## Task to carry out
Strip out the pictures and output each remaining line of the data word for word.

[Data excerpts]
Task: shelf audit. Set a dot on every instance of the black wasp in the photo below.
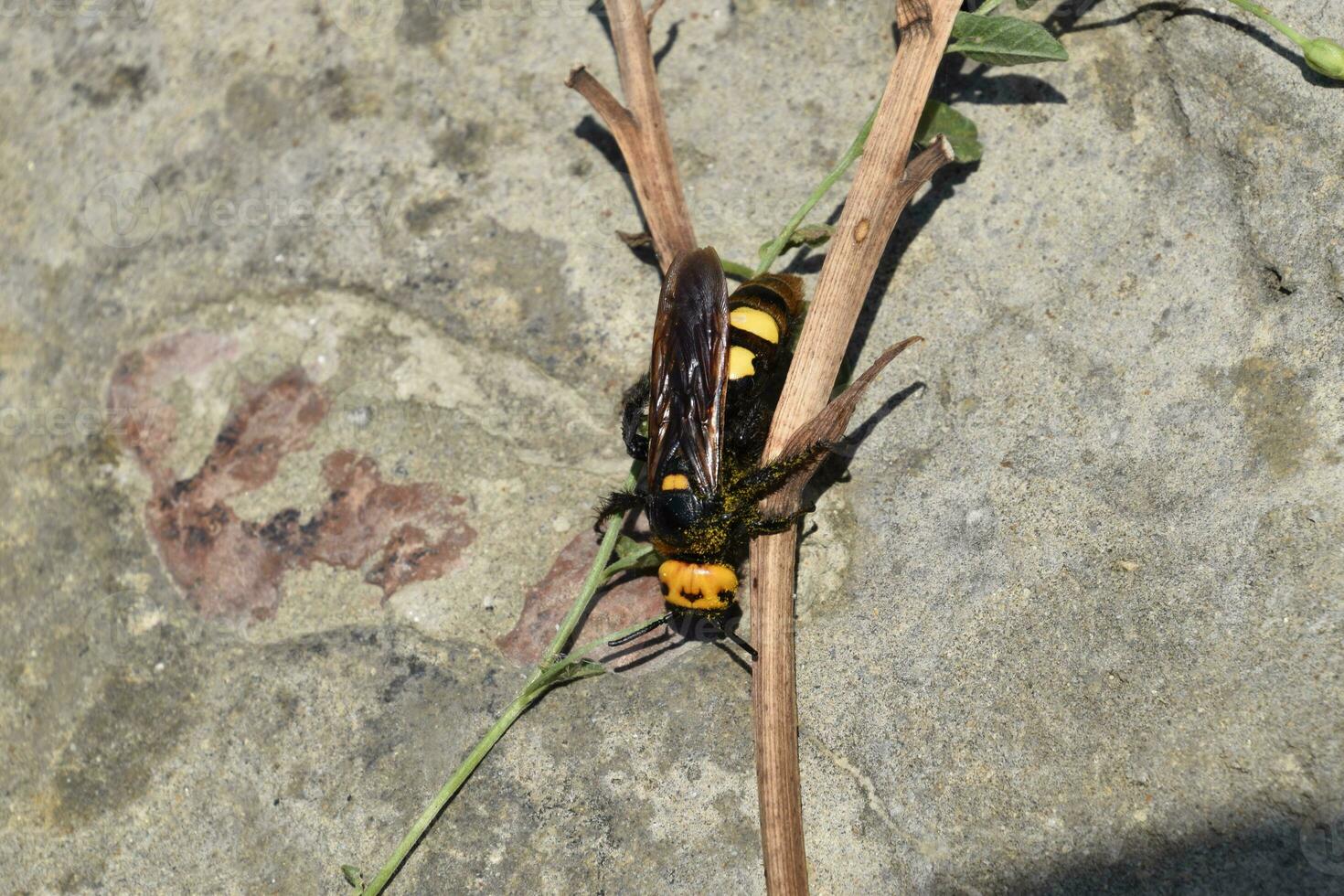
(718, 366)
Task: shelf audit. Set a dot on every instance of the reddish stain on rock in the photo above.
(620, 606)
(234, 567)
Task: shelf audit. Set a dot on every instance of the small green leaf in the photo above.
(812, 235)
(1326, 57)
(961, 132)
(1000, 40)
(805, 235)
(577, 670)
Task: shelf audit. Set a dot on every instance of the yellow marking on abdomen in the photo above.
(740, 363)
(754, 321)
(698, 586)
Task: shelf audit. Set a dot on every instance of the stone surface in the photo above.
(1072, 624)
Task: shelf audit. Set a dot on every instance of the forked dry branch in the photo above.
(884, 185)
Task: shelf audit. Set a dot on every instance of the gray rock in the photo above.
(1072, 626)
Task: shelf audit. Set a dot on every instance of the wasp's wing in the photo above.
(689, 372)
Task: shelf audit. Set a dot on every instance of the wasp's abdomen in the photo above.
(760, 314)
(707, 587)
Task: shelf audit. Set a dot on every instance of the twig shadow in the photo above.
(914, 219)
(1066, 17)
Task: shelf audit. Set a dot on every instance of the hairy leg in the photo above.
(771, 478)
(617, 504)
(635, 404)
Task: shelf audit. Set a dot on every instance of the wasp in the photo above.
(717, 368)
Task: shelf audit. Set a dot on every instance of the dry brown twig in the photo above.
(641, 129)
(882, 188)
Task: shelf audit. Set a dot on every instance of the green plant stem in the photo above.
(1265, 15)
(520, 703)
(780, 243)
(735, 269)
(629, 561)
(591, 584)
(549, 672)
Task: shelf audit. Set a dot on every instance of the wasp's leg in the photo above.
(635, 404)
(769, 478)
(617, 504)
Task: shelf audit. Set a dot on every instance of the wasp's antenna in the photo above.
(643, 630)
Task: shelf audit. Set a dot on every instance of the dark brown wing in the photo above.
(689, 372)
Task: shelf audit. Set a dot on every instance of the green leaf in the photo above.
(805, 235)
(577, 670)
(1000, 40)
(961, 132)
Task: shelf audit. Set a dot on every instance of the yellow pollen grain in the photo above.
(741, 363)
(755, 321)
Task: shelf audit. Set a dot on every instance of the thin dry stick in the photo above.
(880, 194)
(640, 129)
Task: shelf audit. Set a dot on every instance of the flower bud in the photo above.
(1326, 57)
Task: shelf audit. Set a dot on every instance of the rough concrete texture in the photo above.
(314, 334)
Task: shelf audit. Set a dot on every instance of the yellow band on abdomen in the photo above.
(675, 483)
(697, 586)
(740, 363)
(754, 321)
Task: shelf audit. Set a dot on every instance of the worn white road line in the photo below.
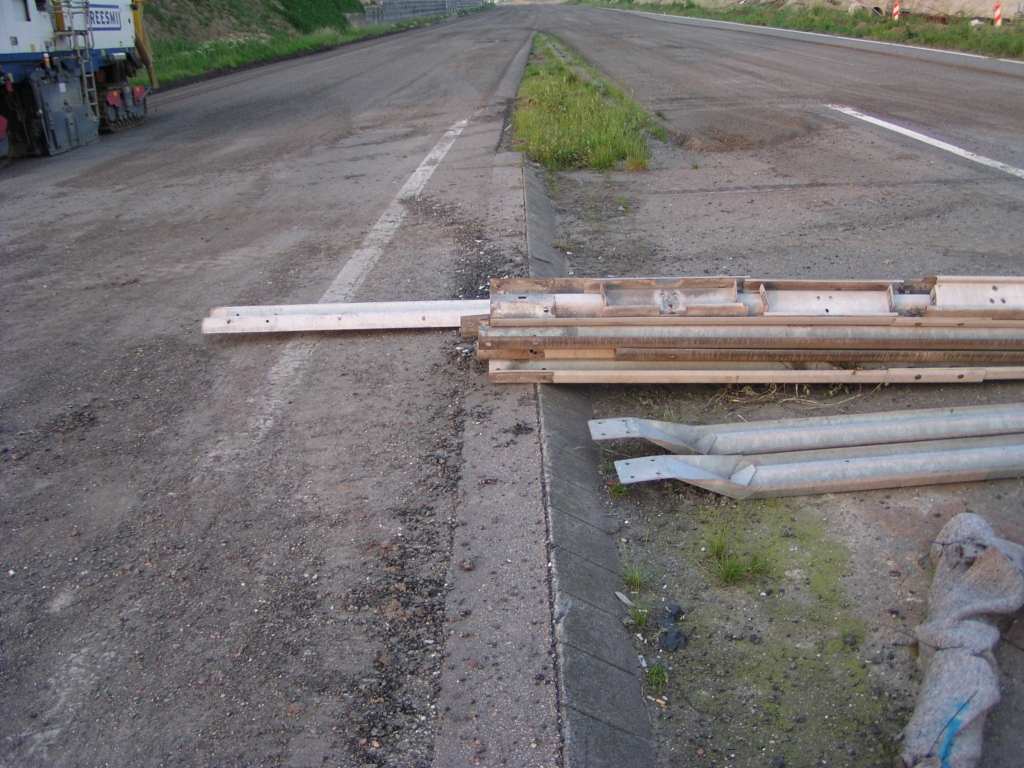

## Your solution
Task: shelf audit. Set a dot on every instance of the black wasp in the photo below.
(718, 366)
Task: shelf audit. Set a dot on every instance of the reddish stain on rock in the photo above.
(620, 606)
(234, 567)
Task: shelf audit. Set a dot on every instance of the small green leaf in the photo above.
(812, 235)
(1326, 57)
(961, 132)
(1000, 40)
(805, 235)
(577, 670)
Task: shelf audit. Set a dot on every instance of the yellow marking on abdomen in the photo above.
(740, 363)
(754, 321)
(698, 586)
Task: shelf audit. Set a dot on every instance of the stone surface in the photo above.
(1072, 624)
Task: shelf audit. Set a dot on every instance of the forked dry branch in the photo above.
(884, 185)
Task: shelf audit. Set a dot on every instance of the gray rock in the photo above.
(1072, 626)
Task: shelf audit. Set a dot on every instance of the wasp's wing in the photo above.
(689, 372)
Task: shelf audit. Set a dot on every instance of the wasp's abdomen in the photo above.
(760, 314)
(707, 587)
Task: shelf audit. Set a dot on every instance of the twig shadow in the photo above.
(914, 219)
(1066, 17)
Task: shelf audit. Set a dot on every instance of the hairy leg in the photo above.
(771, 478)
(617, 504)
(635, 404)
Task: shelf audit. Set a dot on every instance of the wasp in the photo above.
(717, 368)
Task: shelf audit. Set a dot on every instance of the dry brown twig in the photo above.
(641, 129)
(882, 188)
Task: shelf audit. Set a dot on every instance of the green plant stem in the photo above.
(1265, 15)
(520, 703)
(780, 243)
(735, 269)
(629, 561)
(591, 584)
(549, 672)
Task: shelf audit. Set a dot on every instance of the wasp's leg in the photo above.
(635, 404)
(769, 478)
(617, 504)
Task: shelf audit. Set a dot on every instance of the wasp's antenna in the photo above.
(643, 630)
Task: shelf audit. Set a dot on every instance of the dark brown wing in the photo above.
(689, 372)
Task: shelf audit. Set a dot on every instance of the green leaf in the photo above.
(805, 235)
(577, 670)
(1000, 40)
(961, 132)
Task: shelf audit. Set a dot on every instance of the yellow pollen grain in the photo above.
(741, 363)
(755, 321)
Task: shelf audit. Set a dot on every instance of the thin dry stick in the photo above.
(880, 194)
(640, 129)
Task: shelf audit. Set a dot on every instance of the flower bud in the photo above.
(1326, 57)
Task: shelf audit. Set a dot on every instance of the rough concrete texture in the photo above.
(314, 334)
Task: shelf audit. Set a dot on every instance of the yellow band on abdomen in the photo above.
(675, 483)
(697, 586)
(740, 363)
(754, 321)
Task: shelf audit. Set a dot on every instance of the worn white road line in the photo below.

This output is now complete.